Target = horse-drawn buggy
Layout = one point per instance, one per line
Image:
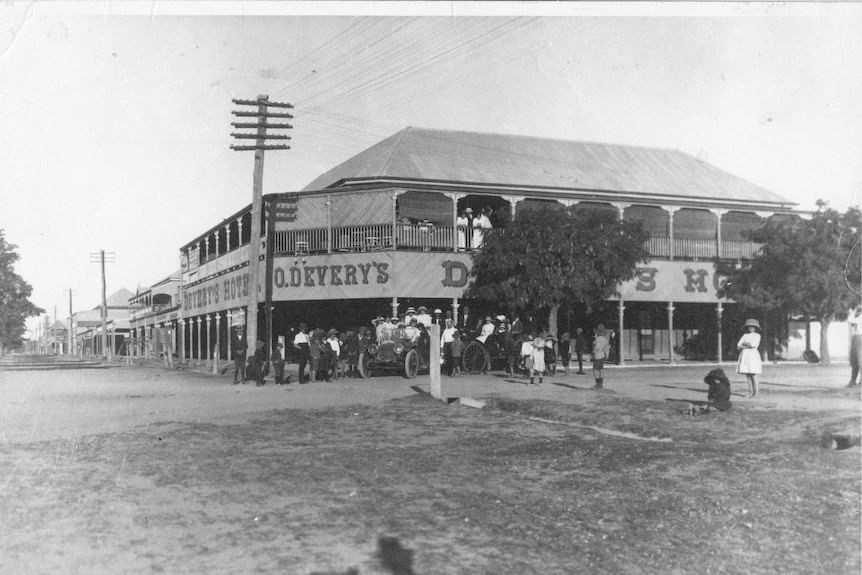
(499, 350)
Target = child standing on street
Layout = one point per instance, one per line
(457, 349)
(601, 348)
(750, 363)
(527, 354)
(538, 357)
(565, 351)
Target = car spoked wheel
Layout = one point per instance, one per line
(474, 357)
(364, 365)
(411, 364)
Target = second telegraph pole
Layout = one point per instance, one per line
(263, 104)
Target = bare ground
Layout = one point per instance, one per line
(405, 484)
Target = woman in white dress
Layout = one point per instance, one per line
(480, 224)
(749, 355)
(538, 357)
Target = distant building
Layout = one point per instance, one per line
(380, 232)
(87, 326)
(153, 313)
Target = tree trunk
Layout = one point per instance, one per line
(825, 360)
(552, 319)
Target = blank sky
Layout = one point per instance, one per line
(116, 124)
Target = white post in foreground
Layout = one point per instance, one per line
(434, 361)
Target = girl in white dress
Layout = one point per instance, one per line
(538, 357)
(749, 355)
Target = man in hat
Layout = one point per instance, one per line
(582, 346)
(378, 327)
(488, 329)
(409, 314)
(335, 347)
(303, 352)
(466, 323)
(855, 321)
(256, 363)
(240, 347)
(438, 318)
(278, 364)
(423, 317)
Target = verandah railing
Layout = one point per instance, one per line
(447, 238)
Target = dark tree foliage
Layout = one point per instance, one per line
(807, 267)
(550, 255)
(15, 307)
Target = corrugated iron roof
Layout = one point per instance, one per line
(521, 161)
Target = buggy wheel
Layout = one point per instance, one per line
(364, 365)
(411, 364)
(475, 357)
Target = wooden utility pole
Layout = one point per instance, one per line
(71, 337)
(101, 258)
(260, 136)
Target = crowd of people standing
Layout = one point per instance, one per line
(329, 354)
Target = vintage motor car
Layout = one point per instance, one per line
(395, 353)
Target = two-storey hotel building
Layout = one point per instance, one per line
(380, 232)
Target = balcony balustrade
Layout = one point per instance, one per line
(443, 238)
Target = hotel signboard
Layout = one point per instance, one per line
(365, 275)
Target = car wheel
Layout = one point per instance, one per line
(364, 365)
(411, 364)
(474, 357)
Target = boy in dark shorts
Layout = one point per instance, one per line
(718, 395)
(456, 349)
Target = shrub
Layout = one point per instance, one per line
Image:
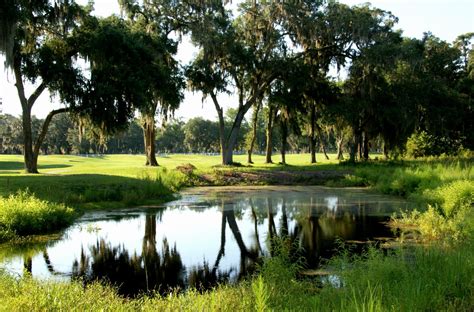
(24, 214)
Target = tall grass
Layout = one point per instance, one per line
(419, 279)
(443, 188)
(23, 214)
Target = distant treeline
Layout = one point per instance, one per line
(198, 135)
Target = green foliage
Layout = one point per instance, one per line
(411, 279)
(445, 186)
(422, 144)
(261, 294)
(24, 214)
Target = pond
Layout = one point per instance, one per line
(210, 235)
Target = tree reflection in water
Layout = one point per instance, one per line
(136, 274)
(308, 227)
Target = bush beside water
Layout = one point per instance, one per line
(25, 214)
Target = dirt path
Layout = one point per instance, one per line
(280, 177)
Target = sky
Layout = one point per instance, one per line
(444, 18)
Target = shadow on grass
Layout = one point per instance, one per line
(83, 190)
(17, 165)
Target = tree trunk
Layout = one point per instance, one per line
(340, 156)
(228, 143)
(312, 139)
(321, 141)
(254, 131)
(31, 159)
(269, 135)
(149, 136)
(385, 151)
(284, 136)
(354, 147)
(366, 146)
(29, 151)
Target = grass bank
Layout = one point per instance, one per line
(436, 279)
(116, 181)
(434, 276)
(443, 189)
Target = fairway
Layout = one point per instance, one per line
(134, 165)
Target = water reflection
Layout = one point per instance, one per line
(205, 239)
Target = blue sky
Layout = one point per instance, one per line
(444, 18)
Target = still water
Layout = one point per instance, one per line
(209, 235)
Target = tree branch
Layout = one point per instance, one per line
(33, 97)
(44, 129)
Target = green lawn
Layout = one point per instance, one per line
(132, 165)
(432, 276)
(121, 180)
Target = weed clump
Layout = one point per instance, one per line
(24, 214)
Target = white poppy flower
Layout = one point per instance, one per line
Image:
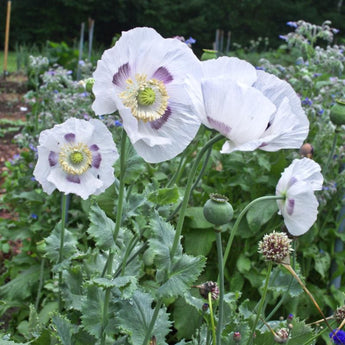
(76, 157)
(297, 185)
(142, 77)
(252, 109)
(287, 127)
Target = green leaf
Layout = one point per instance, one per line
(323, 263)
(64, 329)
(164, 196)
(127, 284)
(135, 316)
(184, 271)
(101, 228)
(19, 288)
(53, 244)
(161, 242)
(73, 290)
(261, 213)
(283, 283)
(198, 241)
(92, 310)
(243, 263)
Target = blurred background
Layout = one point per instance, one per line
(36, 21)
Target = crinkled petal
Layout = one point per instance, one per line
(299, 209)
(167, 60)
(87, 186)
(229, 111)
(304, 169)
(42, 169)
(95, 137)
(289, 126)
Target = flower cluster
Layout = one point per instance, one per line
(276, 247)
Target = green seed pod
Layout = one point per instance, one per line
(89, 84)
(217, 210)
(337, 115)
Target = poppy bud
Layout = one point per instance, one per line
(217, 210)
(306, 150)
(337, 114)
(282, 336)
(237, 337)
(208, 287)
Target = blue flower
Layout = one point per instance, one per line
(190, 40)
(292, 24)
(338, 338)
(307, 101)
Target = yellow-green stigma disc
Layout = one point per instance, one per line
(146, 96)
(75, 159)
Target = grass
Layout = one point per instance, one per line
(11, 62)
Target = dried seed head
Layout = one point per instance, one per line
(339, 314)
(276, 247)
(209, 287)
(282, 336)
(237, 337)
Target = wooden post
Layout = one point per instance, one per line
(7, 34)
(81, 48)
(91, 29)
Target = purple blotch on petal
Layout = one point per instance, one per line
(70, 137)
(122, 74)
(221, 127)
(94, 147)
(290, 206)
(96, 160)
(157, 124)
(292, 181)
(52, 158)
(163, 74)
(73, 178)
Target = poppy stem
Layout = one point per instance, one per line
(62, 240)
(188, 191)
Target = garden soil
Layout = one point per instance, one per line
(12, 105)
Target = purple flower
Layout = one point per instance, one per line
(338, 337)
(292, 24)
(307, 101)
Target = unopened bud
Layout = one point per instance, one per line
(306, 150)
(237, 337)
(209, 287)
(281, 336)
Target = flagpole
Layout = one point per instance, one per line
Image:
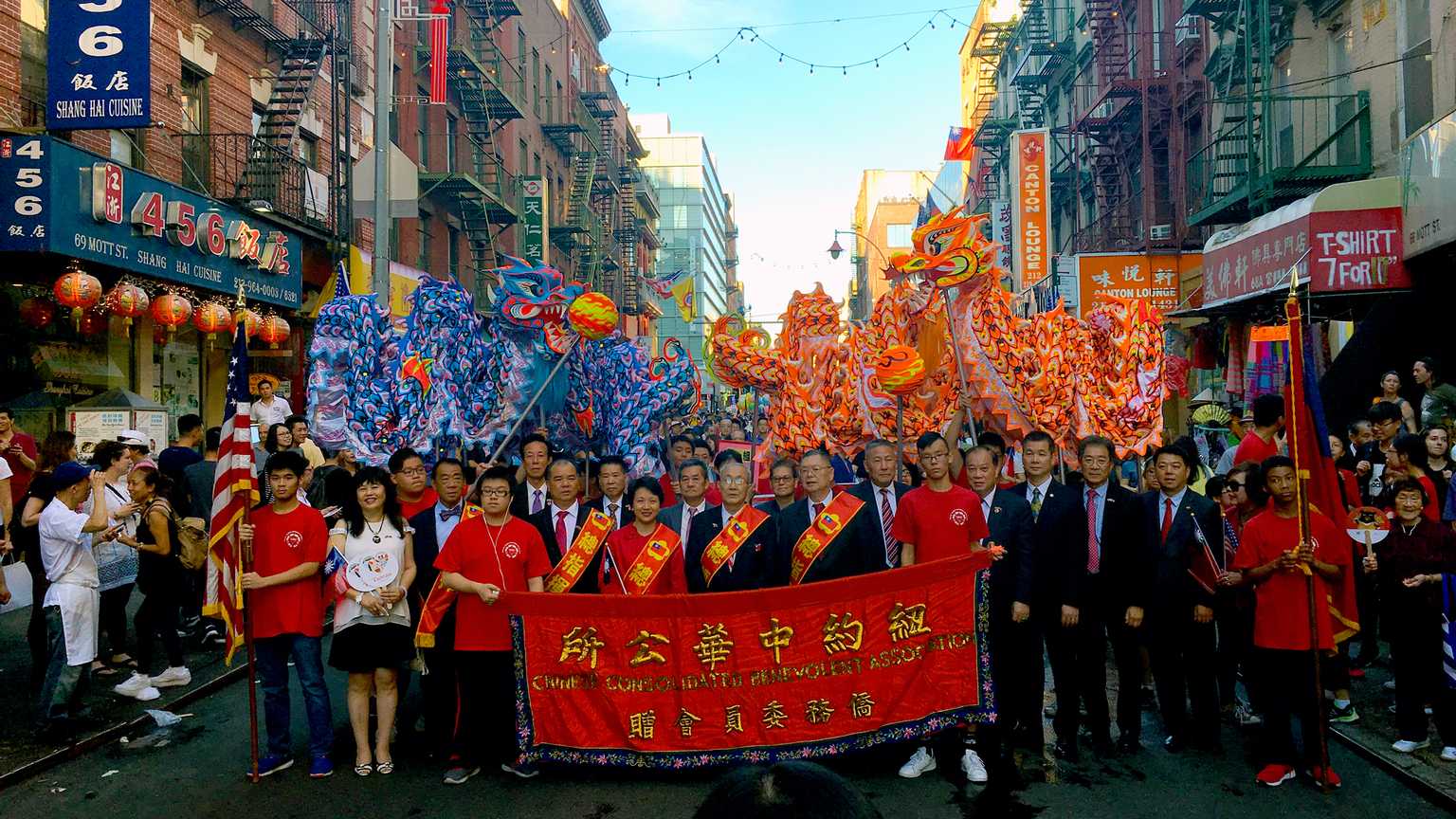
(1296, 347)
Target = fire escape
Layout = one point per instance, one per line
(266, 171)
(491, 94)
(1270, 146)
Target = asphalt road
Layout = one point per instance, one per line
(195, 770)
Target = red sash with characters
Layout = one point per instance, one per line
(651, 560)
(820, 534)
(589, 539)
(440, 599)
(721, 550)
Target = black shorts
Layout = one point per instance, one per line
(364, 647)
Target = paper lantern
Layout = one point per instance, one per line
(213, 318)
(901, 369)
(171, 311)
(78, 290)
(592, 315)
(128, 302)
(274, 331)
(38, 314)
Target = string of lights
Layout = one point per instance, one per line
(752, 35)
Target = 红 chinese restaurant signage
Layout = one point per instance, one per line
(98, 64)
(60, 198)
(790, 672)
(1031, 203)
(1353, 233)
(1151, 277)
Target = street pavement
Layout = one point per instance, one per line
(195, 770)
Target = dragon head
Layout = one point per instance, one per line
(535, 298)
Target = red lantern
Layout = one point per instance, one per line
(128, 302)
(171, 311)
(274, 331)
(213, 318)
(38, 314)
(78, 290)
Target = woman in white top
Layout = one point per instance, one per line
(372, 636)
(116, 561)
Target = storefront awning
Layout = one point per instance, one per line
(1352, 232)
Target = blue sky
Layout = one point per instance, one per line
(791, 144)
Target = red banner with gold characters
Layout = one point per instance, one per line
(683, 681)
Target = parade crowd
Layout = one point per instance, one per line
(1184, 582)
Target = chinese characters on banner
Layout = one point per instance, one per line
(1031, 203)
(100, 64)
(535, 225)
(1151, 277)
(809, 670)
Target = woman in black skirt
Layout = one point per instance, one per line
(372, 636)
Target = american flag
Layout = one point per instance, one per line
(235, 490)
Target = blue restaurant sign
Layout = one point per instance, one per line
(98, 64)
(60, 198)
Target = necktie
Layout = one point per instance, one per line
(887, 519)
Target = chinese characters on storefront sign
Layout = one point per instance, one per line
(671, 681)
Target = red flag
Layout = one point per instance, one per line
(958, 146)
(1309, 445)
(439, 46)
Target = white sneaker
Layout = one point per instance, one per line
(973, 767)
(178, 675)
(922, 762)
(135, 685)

..........

EXERCISE AIM =>
Repeat the entries above verbatim, but only from the line that has "Target = green seed pod" down to the line that has "Target = poppy stem", inclusive.

EXERCISE OUTPUT =>
Target = green seed pod
Layout = one point per instance, one per line
(89, 84)
(217, 210)
(337, 115)
Target = poppy bud
Layout = one point per instance, one per line
(217, 210)
(306, 150)
(337, 114)
(282, 336)
(237, 337)
(208, 287)
Target = blue flower
Layout = one point per instance, one per line
(190, 40)
(292, 24)
(338, 338)
(307, 101)
Target = yellow-green stigma disc
Layout = one point per instance, one per line
(146, 96)
(75, 159)
Target = grass
Layout = one point per instance, one per line
(11, 62)
Target = dried seed head
Layout = one point per instance, one per line
(339, 314)
(276, 247)
(209, 287)
(282, 336)
(237, 337)
Target = wooden post
Layout = one point per instance, one per line
(7, 34)
(81, 48)
(91, 29)
Target = purple blotch on petal
Layout = one point per instance, one per line
(70, 137)
(122, 74)
(221, 127)
(94, 147)
(290, 206)
(96, 160)
(157, 124)
(292, 181)
(52, 158)
(163, 74)
(73, 178)
Target = poppy stem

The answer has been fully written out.